EXCERTO DA FONTE ->
╭──

O REGIÃO DE LEIRIA distribuiu esta semana máscaras aos seus leitores, tendo a iniciativa contado com a colaboração do Agrupamento de Centros de Saúde Pinhal Litoral (ACES PL), que ajudou a escolher a máscara. Rui Passadouro, membro do conselho clínico, considera que o uso generalizado de máscaras “pode ser uma mais-valia” com a adoção de devidas regras e destaca alguns cuidados para a sua correta utilização.
Quais são as suas recomendações em relação ao uso de máscaras?
Todas as recomendações relativas à utilização de máscaras, designadamente quanto às circunstâncias e ao modo de utilização, devem seguir as normas e orientações da Direção-Geral da Saúde (DGS), nomeadamente a Norma 007/2020 – “Prevenção e Controlo de Infeção por SARS-CoV-2 (Covid-19): Equipamentos de Proteção Individual (EPI)”, bem como a Orientação 019/2020 – “Utilização de Equipamentos de Proteção Individual por Pessoas Não-Profissionais de Saúde”.
Assim, de acordo com a DGS, os profissionais de saúde são prioritários para uso das máscaras e devem fazê-lo segundo o risco de exposição.
A máscara cirúrgica deve ser usada ainda por aqueles que tiverem sintomas de infeção e por todos os que estão em instituições, nomeadamente lares de idosos. Igualmente os doentes que tenham diminuição das defesas, os imunodeprimidos, o devem fazer.
Qual o seu entendimento quanto à generalização do uso de máscaras?
Face ao atual debate na comunidade científica sobre utilização de máscaras pela população geral, devemos estar atentos ao eventual surgimento de novas orientações e recomendações. Pessoalmente parece-me que o uso generalizado de máscaras, ou outro dispositivo que tape a boca e nariz, pode ser uma mais-valia contra a transmissão do vírus na comunidade. Contudo, a utilização de máscaras pressupõe a adoção de regras, nomeadamente, evitar tocar na mesma, lavar as mãos sempre que inadvertidamente lhe toque com as mãos e ter cuidado com a sua remoção de forma a evitar contaminação das mãos, boca e olhos.

╰──

INSTRUÇÕES DA TAREFA ->
Escreva a continuação da entrevista sobre o uso de máscaras a partir da última frase. O material não faz falta para resolver a tarefa.

DADOS PARA REVISÃO ->
╭──

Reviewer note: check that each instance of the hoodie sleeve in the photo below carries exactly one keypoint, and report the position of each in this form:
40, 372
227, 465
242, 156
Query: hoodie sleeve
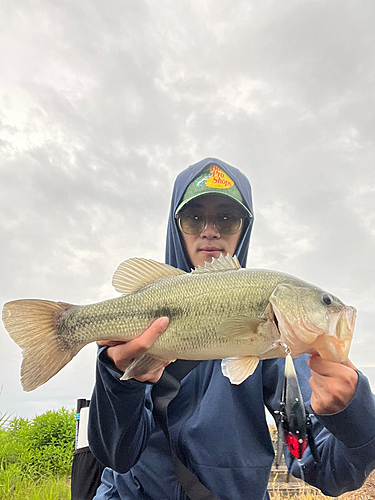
345, 440
120, 420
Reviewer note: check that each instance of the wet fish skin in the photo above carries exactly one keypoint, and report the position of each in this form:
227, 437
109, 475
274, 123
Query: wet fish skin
217, 312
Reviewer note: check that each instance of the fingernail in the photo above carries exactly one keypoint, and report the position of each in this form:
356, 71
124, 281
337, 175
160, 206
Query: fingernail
163, 323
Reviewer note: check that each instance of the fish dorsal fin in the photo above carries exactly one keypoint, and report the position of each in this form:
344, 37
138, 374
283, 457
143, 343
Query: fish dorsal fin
221, 264
134, 273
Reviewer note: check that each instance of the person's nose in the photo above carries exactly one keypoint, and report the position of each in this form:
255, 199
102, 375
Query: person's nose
210, 231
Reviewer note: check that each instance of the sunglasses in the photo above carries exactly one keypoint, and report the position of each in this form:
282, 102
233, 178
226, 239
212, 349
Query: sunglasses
225, 224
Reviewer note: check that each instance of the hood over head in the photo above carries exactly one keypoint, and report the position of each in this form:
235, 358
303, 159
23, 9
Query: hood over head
175, 255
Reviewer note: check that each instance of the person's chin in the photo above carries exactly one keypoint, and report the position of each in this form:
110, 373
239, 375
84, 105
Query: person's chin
208, 255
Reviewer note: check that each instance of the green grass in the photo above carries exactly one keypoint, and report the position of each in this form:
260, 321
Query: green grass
16, 488
36, 456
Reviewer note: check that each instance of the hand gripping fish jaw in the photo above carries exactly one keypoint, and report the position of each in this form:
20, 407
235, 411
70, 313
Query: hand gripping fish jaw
294, 425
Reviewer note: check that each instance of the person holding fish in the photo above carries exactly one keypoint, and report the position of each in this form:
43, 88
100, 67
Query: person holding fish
196, 427
217, 428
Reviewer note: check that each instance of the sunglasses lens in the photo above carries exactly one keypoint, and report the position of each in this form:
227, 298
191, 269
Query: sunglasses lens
192, 224
225, 224
228, 224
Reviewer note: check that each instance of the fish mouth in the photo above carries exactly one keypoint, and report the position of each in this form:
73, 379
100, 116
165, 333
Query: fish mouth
304, 337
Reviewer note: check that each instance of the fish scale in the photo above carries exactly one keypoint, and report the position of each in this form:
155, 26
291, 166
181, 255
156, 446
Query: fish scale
220, 311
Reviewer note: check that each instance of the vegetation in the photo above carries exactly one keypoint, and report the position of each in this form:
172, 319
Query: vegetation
36, 456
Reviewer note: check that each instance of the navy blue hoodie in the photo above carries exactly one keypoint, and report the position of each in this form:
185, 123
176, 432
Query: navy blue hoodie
218, 430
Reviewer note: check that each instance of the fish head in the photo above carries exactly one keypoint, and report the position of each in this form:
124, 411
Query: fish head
313, 321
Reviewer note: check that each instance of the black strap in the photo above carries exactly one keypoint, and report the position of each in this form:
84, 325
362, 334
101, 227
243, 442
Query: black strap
162, 394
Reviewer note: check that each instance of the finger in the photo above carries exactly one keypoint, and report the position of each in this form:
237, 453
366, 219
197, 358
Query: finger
111, 343
124, 354
349, 364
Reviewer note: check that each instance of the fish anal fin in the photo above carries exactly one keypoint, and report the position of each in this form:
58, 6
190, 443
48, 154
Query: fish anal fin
142, 365
135, 273
239, 369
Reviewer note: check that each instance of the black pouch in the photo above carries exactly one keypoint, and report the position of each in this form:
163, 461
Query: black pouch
86, 475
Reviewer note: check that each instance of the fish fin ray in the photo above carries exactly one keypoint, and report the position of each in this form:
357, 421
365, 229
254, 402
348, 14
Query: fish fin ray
227, 263
239, 369
135, 273
142, 365
32, 324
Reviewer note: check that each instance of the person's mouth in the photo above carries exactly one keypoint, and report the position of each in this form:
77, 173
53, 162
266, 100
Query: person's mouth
209, 251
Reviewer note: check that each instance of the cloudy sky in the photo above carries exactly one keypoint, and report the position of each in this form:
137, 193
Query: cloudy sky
103, 103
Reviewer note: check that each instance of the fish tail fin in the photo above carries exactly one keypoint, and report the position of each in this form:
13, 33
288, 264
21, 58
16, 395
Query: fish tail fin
33, 325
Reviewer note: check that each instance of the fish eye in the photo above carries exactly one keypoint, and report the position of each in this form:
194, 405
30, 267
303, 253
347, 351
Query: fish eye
326, 299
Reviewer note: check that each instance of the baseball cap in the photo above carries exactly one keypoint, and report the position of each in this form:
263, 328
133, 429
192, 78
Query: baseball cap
212, 181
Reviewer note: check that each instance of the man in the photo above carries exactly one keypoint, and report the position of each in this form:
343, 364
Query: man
216, 429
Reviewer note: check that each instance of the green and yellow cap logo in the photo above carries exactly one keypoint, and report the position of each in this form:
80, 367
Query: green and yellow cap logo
212, 181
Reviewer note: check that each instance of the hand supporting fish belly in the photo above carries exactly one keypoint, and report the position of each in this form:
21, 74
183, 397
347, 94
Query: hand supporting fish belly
220, 311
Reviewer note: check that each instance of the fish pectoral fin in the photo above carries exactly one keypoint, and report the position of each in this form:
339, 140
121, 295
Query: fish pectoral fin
133, 274
142, 365
241, 327
238, 369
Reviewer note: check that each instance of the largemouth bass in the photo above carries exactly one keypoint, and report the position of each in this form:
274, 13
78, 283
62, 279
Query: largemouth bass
220, 311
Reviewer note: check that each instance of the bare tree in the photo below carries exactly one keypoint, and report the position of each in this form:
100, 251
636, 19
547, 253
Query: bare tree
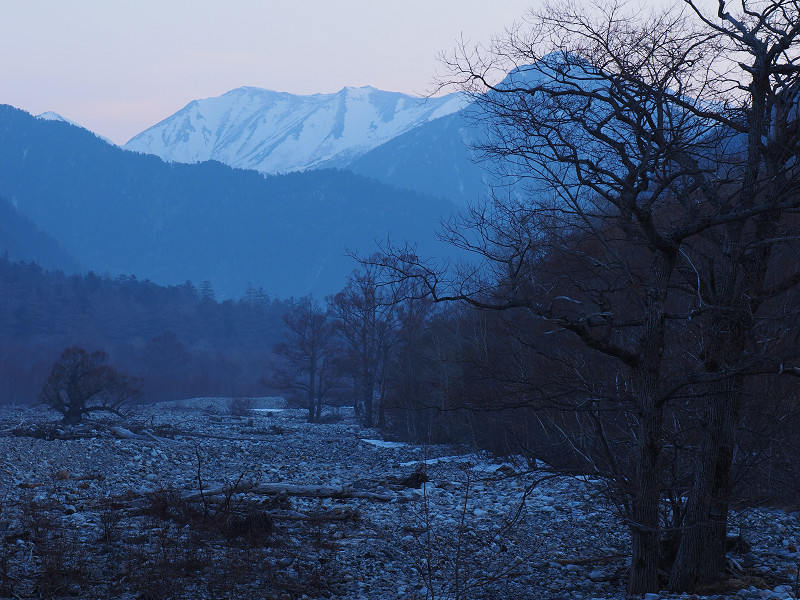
365, 320
81, 383
309, 353
657, 179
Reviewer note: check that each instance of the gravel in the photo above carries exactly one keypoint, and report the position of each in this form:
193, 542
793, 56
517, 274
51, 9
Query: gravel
80, 517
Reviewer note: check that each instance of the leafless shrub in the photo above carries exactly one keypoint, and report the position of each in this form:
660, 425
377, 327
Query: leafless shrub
241, 407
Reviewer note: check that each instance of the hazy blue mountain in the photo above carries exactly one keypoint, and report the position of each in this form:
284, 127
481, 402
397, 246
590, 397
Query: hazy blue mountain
275, 132
21, 240
123, 212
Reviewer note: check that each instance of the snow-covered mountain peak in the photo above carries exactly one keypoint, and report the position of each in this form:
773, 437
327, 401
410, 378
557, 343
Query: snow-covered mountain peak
273, 132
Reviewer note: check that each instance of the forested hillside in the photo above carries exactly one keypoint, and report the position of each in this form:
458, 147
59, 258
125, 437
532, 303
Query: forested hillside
180, 340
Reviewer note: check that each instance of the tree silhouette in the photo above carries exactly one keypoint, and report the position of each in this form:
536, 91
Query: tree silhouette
81, 383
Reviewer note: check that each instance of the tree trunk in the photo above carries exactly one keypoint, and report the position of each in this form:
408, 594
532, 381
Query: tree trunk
701, 553
644, 525
645, 530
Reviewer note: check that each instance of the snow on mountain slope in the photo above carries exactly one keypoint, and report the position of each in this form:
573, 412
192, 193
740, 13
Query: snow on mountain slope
276, 132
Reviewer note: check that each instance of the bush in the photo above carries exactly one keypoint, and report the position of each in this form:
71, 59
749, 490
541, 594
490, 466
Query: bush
81, 383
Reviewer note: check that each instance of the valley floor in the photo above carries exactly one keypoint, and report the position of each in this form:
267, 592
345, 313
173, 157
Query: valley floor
115, 510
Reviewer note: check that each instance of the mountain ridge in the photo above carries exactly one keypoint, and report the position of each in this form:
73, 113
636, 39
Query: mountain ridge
121, 212
277, 132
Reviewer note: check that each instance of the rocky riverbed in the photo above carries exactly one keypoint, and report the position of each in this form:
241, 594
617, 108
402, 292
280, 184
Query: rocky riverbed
186, 500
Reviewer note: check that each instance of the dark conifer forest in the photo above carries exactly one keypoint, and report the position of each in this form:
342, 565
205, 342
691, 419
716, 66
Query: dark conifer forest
179, 339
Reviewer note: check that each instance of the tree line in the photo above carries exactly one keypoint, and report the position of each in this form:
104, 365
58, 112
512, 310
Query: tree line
634, 291
178, 339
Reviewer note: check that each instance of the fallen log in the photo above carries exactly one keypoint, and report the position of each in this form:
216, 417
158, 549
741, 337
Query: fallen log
306, 491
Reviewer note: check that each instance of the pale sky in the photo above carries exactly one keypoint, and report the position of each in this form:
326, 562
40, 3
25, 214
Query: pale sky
119, 66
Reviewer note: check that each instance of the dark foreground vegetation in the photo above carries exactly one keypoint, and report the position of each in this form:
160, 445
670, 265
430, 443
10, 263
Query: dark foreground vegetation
633, 311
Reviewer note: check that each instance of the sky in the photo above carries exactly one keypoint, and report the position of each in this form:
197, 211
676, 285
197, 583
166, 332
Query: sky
117, 67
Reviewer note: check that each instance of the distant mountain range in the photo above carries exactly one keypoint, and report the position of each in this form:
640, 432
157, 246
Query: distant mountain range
410, 142
117, 212
21, 240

╰──

RESPOSTA ->
Não havendo máscaras em número suficiente a utilização de uma máscara várias vezes é aconselhável? Em que condições?
As características técnicas das máscaras utilizadas mais frequentemente – as máscaras cirúrgicas – recomendam que estas sejam de utilização única. A sua utilização repetida poderá representar um risco de contágio, pois podem ficar contaminadas após a primeira utilização. Da mesma forma, estas máscaras não foram concebidas para serem lavadas/desinfetadas, pelo que não se pode garantir a sua segurança nestas circunstâncias.
Contudo, a população pode usar dispositivos para tapar a boca e nariz, máscaras de fabrico pessoal, que dependendo da qualidade do material usado, poderão ser reutilizados após descontaminação. Uma vez que a camada externa do vírus é composta por lípidos (gordura) a descontaminação pode ser feita com um detergente para gorduras, à temperatura ambiente.
A distribuição de máscaras em material lavável (…) é uma excelente iniciativa, principalmente considerando a atual situação de escassez de máscaras descartáveis e eventual especulação de preços a ela associada”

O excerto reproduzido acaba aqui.